++++ SOURCE TEXT

Coolest little light ice ever had.... Brightest too! 

Alan.. Sent with Tapatalk 2


----------



## easilyled (Apr 3, 2013)

Funnily enough, many of my Ti lights that cost me ten times as much money don't draw the same admiring comments that this light does. 

I guess it must have  factor!


----------



## mcbrat (Apr 3, 2013)

I have my "stock" one now, and a vinhnguyen54 Modded XP-G2 4000K, Single Mode, 700 Lumen, IMR 123 version now. It gets a bit toasty, but the hunk of copper moves the heat well...

I would love to see someone mod the tail end of this light and add a clicky to it!


----------



## 894tom (May 19, 2013)

KarstGhost said:


> The PWM on the lower two modes bugs me. It's the most obvious PWM of any light I have. My only other complaint with this light is the threads. There's only like 3 threads! To turn it off it's nearly unscrewed. Other than that I like it.



I don't know if they changed the production up from this post....but I have in no way experienced this issue with my AAA. I don't know what bulb is in it...nor do I care. Bright as hell...a bit greenish?...with very nice hotspot to spill transistion. The clip makes it sit as my EDC perfectly.


----------



## JWRitchie76 (May 19, 2013)

stienke said:


> For International orders you can purchase the light here , http://www.endtimesreport.com/survival_shop-flashllights.html#AAA , Miles is a great guy to deal with!
> 
> GJR



Man I wish I had known about this dealer 2 weeks ago! I ordered a standard HA III AAA from CountyComm a week ago and still haven't received my light. They charged $10 to ship it and nothing a whole week later. I even emailed their CS to inquire about my order and haven't received nothing from them. I'll never do business with CC again. **** poor service.


----------



## mcbrat (Jul 17, 2014)

*Re: Zebralight SC52 & SC52w*

threads are same as E-series body...


----------



## StandardBattery (Jul 18, 2014)

*Re: Zebralight SC52 & SC52w*


----------



## tobrien (Jul 18, 2014)

*Re: Zebralight SC52 & SC52w*



mcbrat said:


> threads are same as E-series body...



nice!!


----------



## AMD64Blondie (Jul 19, 2014)

*Re: Zebralight SC52 & SC52w*

So tempted by this light.I'm used to CR123 batteries and I've never owned a copper light.

Should I go for it?

I'm referring to the Maratac copper CR123.


----------



## AMD64Blondie (Jul 21, 2014)

*Re: Zebralight SC52 & SC52w*

How are copper lights in terms of durability?

(Namely,will it break.. if it fell out of my pocket and hit cement..)


----------



## Tmack (Jul 21, 2014)

It won't break. But the copper will deform easily because it's so soft . 
That being said, scratches are easily sanded out for the same reason


----------



## mcbrat (Oct 7, 2014)

now sold out on CC. prices have jumped on the 'bay...
I wonder if they'll do a Rev 2....


----------



## mcbrat (Jun 19, 2015)

There will be more CR123 Coppers coming soon. not sure if it will be Rev2 or not....


----------



## tobrien (Jun 19, 2015)

mcbrat said:


> There will be more CR123 Coppers coming soon. not sure if it will be Rev2 or not....



thanks for the tip!

++++++++
++++ DATA

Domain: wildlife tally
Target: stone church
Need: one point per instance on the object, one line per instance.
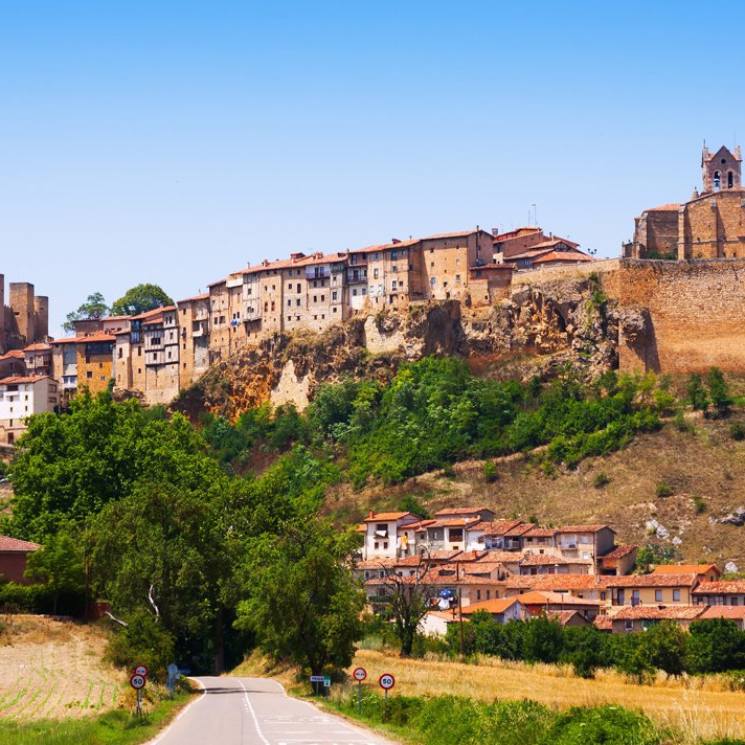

++++++++

**PROBLEMS AND TASKS:**
**1)** Answer from the flashlight forum thread:
(a) Which light does AMD64Blondie say they mean?
(b) How much did CountyComm charge JWRitchie76 for shipping?
(c) According to Tmack, why can scratches on the copper be sanded out easily?
**2)** Do these statements agree with the flashlight forum thread? Answer yes or no for each, quoting the words that decide it.
(a) mcbrat's modded light puts out 700 lumens.
(b) 894tom finds the clip poorly suited to everyday carry.
(c) mcbrat is certain the coming CR123 Coppers will be Rev2.
**3)** Pick up the flashlight forum thread after its final post and continue it.
The listing is separate material and is not part of the flashlight forum thread.

**WRITTEN ANSWERS:**
**1)**
(a) The Maratac copper CR123.
(b) $10.
(c) Because the copper is so soft.

**2)**
(a) Yes: "Modded XP-G2 4000K, Single Mode, 700 Lumen"
(b) No: "The clip makes it sit as my EDC perfectly."
(c) No: "not sure if it will be Rev2 or not...."

**3)**
_if_ they do a rev 2, I sincerely hope the threads are longer for the twisty portion simply so it's not too easy to unscrew the head entirely


----------



## Toohotruk (Jun 19, 2015)

tobrien said:


> thanks for the tip!
> 
> _if_ they do a rev 2, I sincerely hope the threads are longer for the twisty portion simply so it's not too easy to unscrew the head entirely


+1 And hopefully, the o-ring will be moved so it's farther in the head when the light is off.


----------



## wolfstyle (Sep 14, 2015)

Just saw Rev 2 is now available at County Comm. Looks like they lightened it up quite a bit.

wolfstyle


----------



## Toohotruk (Sep 14, 2015)

So who's going to get one first? 

I would, but money's a little tight right now.


----------



## night.hoodie (Sep 14, 2015)

That new CR123 Cu may be advertised "Rev. 2," but by the description, I opine it is most likely this light in its original form was already a Rev. 2, and is now what we are more familiar with as a Rev. 3 Maratac (Lumintop) driver. The other Maratac Rev. 2 all had 2 modes, both CC, while Rev. 3 uses PWM on M and L. Odd but happier detail is this driver advances L-M-H unlike previous Rev. 3, which advanced M-L-H.


----------



## gunga (Sep 15, 2015)

Too bad it lacks a clip.


----------



## cigarrodog (Sep 15, 2015)

Just bought one.


----------



## turkeylord (Sep 18, 2015)

Heads up, this light is now up on Massdrop. $53.81 shipped if 45 sell (I'm sure they will).


----------



## akhyar (Sep 18, 2015)

It hits the minimum price already.
87 purchase as of now. That was fast.


----------



## wolfstyle (Sep 18, 2015)

turkeylord said:


> Heads up, this light is now up on Massdrop. $53.81 shipped if 45 sell (I'm sure they will).



Just placed my order for one.


----------



## recDNA (Sep 18, 2015)

Is massdrop safe? I never heard of them.


----------



## recDNA (Sep 18, 2015)

tobrien said:


> if you wander over to the County Comm page, there's now a new CR123A based LED Copper Maratac up.
> 
> I just placed my order for one and will be updating this post with pics when I get it, my thoughts on the light and its beam, etc. I'll try and answer any questions y'all have _when I get it_ as best I can and update this post when necessary. (Please be aware I do not have a lux meter or anything like that )
> 
> ...


You mention an xml? The website seems to only list XP-G2?
Maratac seems to claim 78g unless I am missing something.

Does it have an eyelet for a split ring?

Thanks! This looks great if I can hitch it to keychain.


----------



## mcbrat (Sep 18, 2015)

That's from and old post. And yes, it has a spot for a ring but would be extremely heavy for a keyring


----------



## tobrien (Sep 18, 2015)

I need to update the OP about rev 2.

would someone mind writing up a summary etc of rev 2 and I'll copy it in? you'll get credit of course


----------



## recDNA (Sep 18, 2015)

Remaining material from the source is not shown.